Do this: Copy out the listing below with every occurrence of "bounding boxes" replaced by "detection boxes", leaving all other text unchanged.

## Begin Exercise inputs

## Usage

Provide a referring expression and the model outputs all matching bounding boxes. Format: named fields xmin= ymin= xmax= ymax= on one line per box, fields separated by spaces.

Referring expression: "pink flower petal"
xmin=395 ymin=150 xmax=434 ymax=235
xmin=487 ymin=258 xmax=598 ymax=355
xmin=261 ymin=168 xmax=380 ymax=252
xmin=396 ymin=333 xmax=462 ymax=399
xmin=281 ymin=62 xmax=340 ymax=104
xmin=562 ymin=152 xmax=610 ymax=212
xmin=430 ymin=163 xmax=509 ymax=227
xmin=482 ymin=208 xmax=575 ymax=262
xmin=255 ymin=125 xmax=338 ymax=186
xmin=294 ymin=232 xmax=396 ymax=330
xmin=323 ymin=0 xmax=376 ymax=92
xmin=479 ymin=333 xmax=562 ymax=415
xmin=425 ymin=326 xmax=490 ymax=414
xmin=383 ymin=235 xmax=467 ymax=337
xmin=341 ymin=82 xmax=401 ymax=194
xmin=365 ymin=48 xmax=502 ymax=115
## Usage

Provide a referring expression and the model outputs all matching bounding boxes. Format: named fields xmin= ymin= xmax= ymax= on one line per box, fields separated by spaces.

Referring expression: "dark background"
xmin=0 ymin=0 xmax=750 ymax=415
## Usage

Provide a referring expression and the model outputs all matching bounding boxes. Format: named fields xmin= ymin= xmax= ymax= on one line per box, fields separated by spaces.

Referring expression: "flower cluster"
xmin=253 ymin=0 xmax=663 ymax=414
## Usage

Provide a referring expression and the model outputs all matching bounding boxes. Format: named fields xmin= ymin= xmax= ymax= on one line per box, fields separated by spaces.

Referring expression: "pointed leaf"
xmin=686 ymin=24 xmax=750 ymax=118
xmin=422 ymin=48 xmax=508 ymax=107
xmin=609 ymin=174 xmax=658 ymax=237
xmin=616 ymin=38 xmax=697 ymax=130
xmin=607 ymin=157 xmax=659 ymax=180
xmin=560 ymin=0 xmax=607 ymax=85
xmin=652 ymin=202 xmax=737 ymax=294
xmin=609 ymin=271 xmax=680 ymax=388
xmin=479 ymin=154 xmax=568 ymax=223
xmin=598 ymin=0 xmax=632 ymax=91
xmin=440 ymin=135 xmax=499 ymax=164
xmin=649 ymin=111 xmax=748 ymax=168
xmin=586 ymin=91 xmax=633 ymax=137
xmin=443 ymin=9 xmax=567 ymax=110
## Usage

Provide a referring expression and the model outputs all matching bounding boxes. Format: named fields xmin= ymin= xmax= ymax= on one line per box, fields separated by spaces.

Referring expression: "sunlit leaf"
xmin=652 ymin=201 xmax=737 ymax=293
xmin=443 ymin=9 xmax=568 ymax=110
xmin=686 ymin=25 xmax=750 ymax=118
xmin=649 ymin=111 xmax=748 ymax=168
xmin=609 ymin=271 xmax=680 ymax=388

## End Exercise inputs

Expected output:
## Usage

Provide a referring expression and the model outputs all matching detection boxes. Format: named fields xmin= ymin= xmax= ymax= on one line per box, fields separated by spaces.

Referring expression: "pink flower petal"
xmin=395 ymin=150 xmax=434 ymax=235
xmin=487 ymin=258 xmax=598 ymax=355
xmin=261 ymin=168 xmax=380 ymax=252
xmin=396 ymin=333 xmax=462 ymax=399
xmin=281 ymin=62 xmax=340 ymax=104
xmin=562 ymin=152 xmax=610 ymax=212
xmin=430 ymin=163 xmax=509 ymax=227
xmin=482 ymin=208 xmax=575 ymax=262
xmin=255 ymin=125 xmax=338 ymax=186
xmin=294 ymin=232 xmax=396 ymax=330
xmin=323 ymin=0 xmax=376 ymax=92
xmin=479 ymin=333 xmax=562 ymax=415
xmin=425 ymin=326 xmax=490 ymax=414
xmin=383 ymin=235 xmax=467 ymax=337
xmin=341 ymin=82 xmax=401 ymax=194
xmin=365 ymin=48 xmax=502 ymax=115
## Usage

Provide a referring expression and the model outputs all matching detection boxes. Format: named fields xmin= ymin= xmax= ymax= on one line per box, fields separated by spaces.

Referring expression: "dark background"
xmin=0 ymin=0 xmax=750 ymax=415
## Usage

Provide a referring expression and the model outputs all matching detection boxes. Format: named fields xmin= ymin= xmax= ymax= on one line per box, fields separated by spaces.

Referring expression: "flower cluster"
xmin=253 ymin=0 xmax=663 ymax=414
## Usage

Provide a referring expression and the model outputs all matching detection boxes. Format: named fields xmin= ymin= xmax= ymax= on one line per box, fields separated by spaces.

Referring expression: "pointed leaf"
xmin=686 ymin=24 xmax=750 ymax=118
xmin=422 ymin=48 xmax=508 ymax=107
xmin=609 ymin=174 xmax=658 ymax=237
xmin=616 ymin=38 xmax=697 ymax=130
xmin=607 ymin=157 xmax=659 ymax=180
xmin=560 ymin=0 xmax=607 ymax=85
xmin=652 ymin=202 xmax=737 ymax=294
xmin=609 ymin=271 xmax=680 ymax=388
xmin=479 ymin=154 xmax=568 ymax=223
xmin=598 ymin=0 xmax=632 ymax=91
xmin=440 ymin=135 xmax=499 ymax=164
xmin=649 ymin=111 xmax=748 ymax=168
xmin=586 ymin=91 xmax=633 ymax=137
xmin=443 ymin=9 xmax=567 ymax=110
## Usage

Provide a referring expression and the model outputs all matching detection boxes. Format: named fields xmin= ymin= xmax= ymax= on one line per box, fields separated by spaces.

Referring expression: "sunlit leaf"
xmin=652 ymin=201 xmax=737 ymax=293
xmin=443 ymin=9 xmax=568 ymax=110
xmin=686 ymin=25 xmax=750 ymax=118
xmin=649 ymin=111 xmax=748 ymax=168
xmin=609 ymin=271 xmax=680 ymax=388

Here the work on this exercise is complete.